**The problem:**
Reproduce the listing word for word, leaving every picture behind.

**Task data:**
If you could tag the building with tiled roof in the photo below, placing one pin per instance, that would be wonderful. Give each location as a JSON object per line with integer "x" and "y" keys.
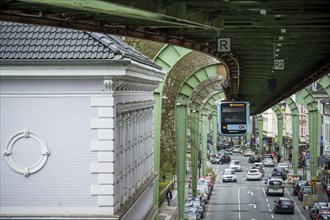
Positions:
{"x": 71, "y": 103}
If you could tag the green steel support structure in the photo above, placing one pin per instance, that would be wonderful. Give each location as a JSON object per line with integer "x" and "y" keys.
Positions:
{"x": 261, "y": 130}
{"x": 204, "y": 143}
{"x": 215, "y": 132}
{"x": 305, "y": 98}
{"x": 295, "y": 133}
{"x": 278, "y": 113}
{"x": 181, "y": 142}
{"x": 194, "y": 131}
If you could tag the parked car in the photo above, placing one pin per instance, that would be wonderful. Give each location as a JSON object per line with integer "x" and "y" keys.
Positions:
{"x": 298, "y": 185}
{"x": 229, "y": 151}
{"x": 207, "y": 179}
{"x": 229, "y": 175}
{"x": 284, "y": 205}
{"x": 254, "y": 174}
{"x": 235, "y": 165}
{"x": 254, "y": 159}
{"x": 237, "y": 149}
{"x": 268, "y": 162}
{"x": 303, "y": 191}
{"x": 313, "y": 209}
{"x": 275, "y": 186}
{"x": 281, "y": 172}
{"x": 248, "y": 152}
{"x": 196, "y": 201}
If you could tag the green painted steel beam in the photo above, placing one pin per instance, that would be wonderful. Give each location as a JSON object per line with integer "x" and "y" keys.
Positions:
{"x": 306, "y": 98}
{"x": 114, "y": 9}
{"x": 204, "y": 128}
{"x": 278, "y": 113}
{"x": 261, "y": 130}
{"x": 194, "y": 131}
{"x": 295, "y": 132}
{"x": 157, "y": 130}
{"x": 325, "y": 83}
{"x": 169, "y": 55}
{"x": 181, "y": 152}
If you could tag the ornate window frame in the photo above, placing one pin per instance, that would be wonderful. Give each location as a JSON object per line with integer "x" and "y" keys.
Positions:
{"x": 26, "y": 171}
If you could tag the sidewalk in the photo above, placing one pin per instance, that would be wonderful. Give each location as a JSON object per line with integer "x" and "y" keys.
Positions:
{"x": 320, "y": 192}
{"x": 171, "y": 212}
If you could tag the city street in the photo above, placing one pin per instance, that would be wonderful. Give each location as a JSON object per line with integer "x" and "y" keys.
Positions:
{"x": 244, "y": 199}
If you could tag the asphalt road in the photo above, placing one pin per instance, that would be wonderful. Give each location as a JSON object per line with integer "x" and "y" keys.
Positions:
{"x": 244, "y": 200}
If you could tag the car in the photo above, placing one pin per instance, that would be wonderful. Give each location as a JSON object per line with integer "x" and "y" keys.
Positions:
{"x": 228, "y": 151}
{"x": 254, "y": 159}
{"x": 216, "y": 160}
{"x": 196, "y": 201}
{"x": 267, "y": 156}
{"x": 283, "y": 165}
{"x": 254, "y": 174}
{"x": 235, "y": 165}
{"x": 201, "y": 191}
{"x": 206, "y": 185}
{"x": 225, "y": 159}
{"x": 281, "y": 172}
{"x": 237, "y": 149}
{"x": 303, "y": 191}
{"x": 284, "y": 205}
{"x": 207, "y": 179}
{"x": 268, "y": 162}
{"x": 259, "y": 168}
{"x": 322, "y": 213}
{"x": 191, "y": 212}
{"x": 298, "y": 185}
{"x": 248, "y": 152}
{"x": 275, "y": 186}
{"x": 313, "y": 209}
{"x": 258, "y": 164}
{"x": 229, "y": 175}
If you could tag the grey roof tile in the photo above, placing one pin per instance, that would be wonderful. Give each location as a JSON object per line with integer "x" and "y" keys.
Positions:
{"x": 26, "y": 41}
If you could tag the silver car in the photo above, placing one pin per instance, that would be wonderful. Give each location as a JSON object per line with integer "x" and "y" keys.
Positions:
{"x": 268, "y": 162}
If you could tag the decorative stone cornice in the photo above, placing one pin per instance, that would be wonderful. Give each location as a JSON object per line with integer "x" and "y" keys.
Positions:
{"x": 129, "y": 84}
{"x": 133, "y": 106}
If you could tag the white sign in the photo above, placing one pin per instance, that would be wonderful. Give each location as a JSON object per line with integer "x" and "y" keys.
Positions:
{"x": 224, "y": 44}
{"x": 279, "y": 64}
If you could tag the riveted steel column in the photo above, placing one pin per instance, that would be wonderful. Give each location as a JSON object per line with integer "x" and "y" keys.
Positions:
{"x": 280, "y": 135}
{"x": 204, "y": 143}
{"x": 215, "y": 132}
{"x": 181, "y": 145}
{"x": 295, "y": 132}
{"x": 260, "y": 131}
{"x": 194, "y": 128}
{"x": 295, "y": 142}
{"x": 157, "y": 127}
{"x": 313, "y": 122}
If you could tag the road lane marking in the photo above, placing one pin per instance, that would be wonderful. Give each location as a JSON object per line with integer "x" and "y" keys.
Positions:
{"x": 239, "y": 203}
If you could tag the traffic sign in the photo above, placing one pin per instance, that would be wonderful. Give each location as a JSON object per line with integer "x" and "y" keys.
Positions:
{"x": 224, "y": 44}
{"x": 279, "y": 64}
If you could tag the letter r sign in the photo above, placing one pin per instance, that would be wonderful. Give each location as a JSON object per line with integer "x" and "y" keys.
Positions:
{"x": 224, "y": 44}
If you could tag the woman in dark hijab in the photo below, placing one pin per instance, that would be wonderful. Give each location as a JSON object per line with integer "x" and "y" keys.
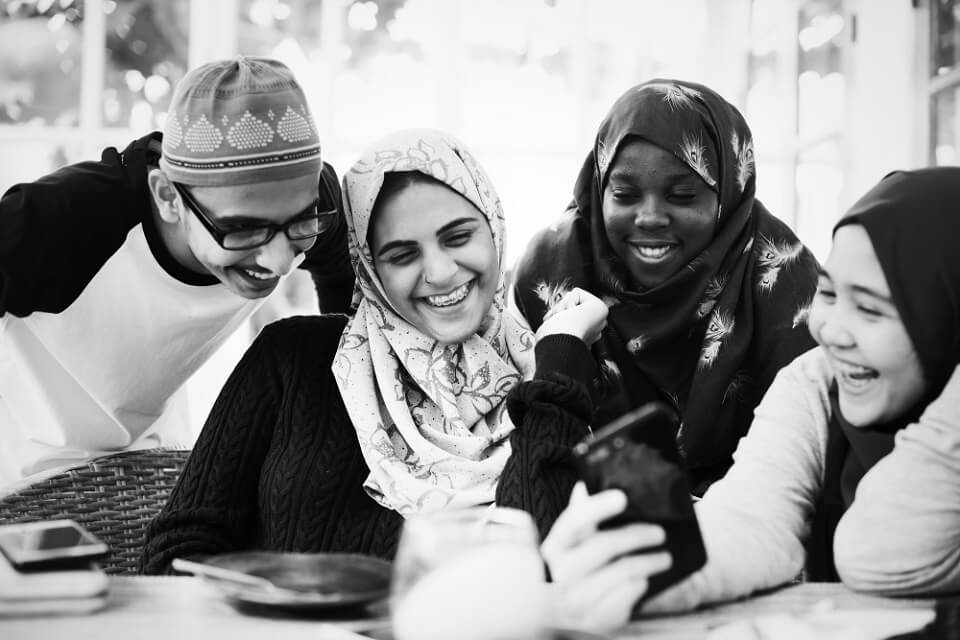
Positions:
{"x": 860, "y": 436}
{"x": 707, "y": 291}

**Result below:**
If you could tag the building with tiled roof in the photo below, placing one pin per instance, that would be wonderful. Give each location as a JSON object per line with integer "x" and "y" keys.
Positions:
{"x": 71, "y": 103}
If you could tag the green steel support structure in the photo above, placing one pin per instance, that would be wonderful. Give each location as a JSON object per line with integer "x" and "y" keys.
Positions:
{"x": 261, "y": 130}
{"x": 204, "y": 143}
{"x": 215, "y": 132}
{"x": 305, "y": 98}
{"x": 295, "y": 133}
{"x": 278, "y": 113}
{"x": 181, "y": 142}
{"x": 194, "y": 131}
If you could tag the parked car in the photo above, placing one pin per instance, that would be wonderful. Give each location as a JSON object per line with integer "x" and "y" keys.
Positions:
{"x": 298, "y": 185}
{"x": 229, "y": 151}
{"x": 207, "y": 179}
{"x": 229, "y": 175}
{"x": 284, "y": 205}
{"x": 254, "y": 174}
{"x": 235, "y": 165}
{"x": 254, "y": 159}
{"x": 237, "y": 149}
{"x": 268, "y": 162}
{"x": 303, "y": 191}
{"x": 313, "y": 209}
{"x": 275, "y": 186}
{"x": 281, "y": 172}
{"x": 248, "y": 152}
{"x": 196, "y": 201}
If you could tag the green painted steel beam in the photo above, placing one pin per instance, that would be wonderful. Give each location as a JSON object per line with integer "x" and "y" keys.
Positions:
{"x": 306, "y": 98}
{"x": 114, "y": 9}
{"x": 204, "y": 128}
{"x": 278, "y": 113}
{"x": 261, "y": 130}
{"x": 194, "y": 131}
{"x": 295, "y": 132}
{"x": 157, "y": 130}
{"x": 325, "y": 83}
{"x": 169, "y": 55}
{"x": 181, "y": 152}
If you could tag the ornate window frame in the photo above, placing one pin per instance, that would be wonderful. Give each location as a JSON object per line with integer "x" and "y" keys.
Positions:
{"x": 26, "y": 171}
If you could tag the sidewalk in the photo above, placing one pin per instance, that would be wonderful. Give each location as a JSON object per line with integer "x" and "y" keys.
Positions:
{"x": 320, "y": 192}
{"x": 171, "y": 212}
If you could tag the city street in the photo above, placing one pin per instance, that would be wonderful. Give each location as a JSON object per line with integer "x" and "y" keys.
Positions:
{"x": 244, "y": 199}
If you could tag the asphalt road in the photo above, placing one pin per instance, that would be wonderful. Give each location as a JSON object per line with integer "x" and "y" keys.
Positions:
{"x": 244, "y": 200}
If you could tag the car in the photo above, placing one pin per instance, that would be wonderful. Give each location as a JSON object per line with integer "x" and "y" keys.
Positions:
{"x": 228, "y": 151}
{"x": 254, "y": 159}
{"x": 216, "y": 160}
{"x": 196, "y": 201}
{"x": 267, "y": 156}
{"x": 283, "y": 165}
{"x": 254, "y": 174}
{"x": 235, "y": 165}
{"x": 201, "y": 191}
{"x": 206, "y": 185}
{"x": 225, "y": 159}
{"x": 281, "y": 172}
{"x": 237, "y": 149}
{"x": 303, "y": 191}
{"x": 284, "y": 205}
{"x": 207, "y": 179}
{"x": 268, "y": 162}
{"x": 259, "y": 168}
{"x": 322, "y": 213}
{"x": 191, "y": 212}
{"x": 298, "y": 185}
{"x": 248, "y": 152}
{"x": 275, "y": 186}
{"x": 313, "y": 209}
{"x": 258, "y": 164}
{"x": 229, "y": 175}
If you could tag the grey roof tile in the photo above, placing one pin per instance, that would be wonderful. Give each location as a JSON object per line with integer "x" and "y" keys.
Positions:
{"x": 26, "y": 41}
If you could tag the silver car in the photo above, placing one pin per instance, that would be wonderful. Give each location as a JSON object per line with integer "x" and "y" keys.
Positions:
{"x": 268, "y": 162}
If you could tag the decorative stone cornice in the photo above, placing one pin per instance, that would be wonderful. Give each location as a JSON object per line with integer "x" and "y" keys.
Positions:
{"x": 129, "y": 84}
{"x": 133, "y": 106}
If you could tag the white sign in the photo above, placing one pin per instance, that would be wonderful. Give each location as a JSON object per line with integer "x" and "y" keys.
Positions:
{"x": 224, "y": 44}
{"x": 279, "y": 64}
If you could tag the riveted steel column in the photo above, placing one pin per instance, that would be wonderful. Give each location as a JSON object per line with integer "x" and "y" keys.
Positions:
{"x": 280, "y": 135}
{"x": 204, "y": 143}
{"x": 215, "y": 132}
{"x": 181, "y": 145}
{"x": 295, "y": 132}
{"x": 260, "y": 131}
{"x": 194, "y": 128}
{"x": 295, "y": 142}
{"x": 157, "y": 127}
{"x": 313, "y": 122}
If you could tag the road lane marking in the photo above, placing one pin per instance, that would be wonderful. Give each location as a JSON object per line with integer "x" and "y" keys.
Positions:
{"x": 239, "y": 203}
If you could tag the traffic sign in the photo above, placing one pin per instance, that would be wonderful. Give each location as a JSON object per line with integer "x" and "y" keys.
Positions:
{"x": 224, "y": 44}
{"x": 279, "y": 64}
If you could tag the letter r sign in the photo above, placing one pin per instance, that would be wonderful. Give each location as a JSON object per line with integer "x" and "y" keys.
Positions:
{"x": 224, "y": 44}
If you could tag the woman in dark hijab in the photo below, placing one pin per instance, that would be wonderful. Give each location as a JSON object per line with integer "x" and "y" keys.
Positions:
{"x": 860, "y": 436}
{"x": 707, "y": 291}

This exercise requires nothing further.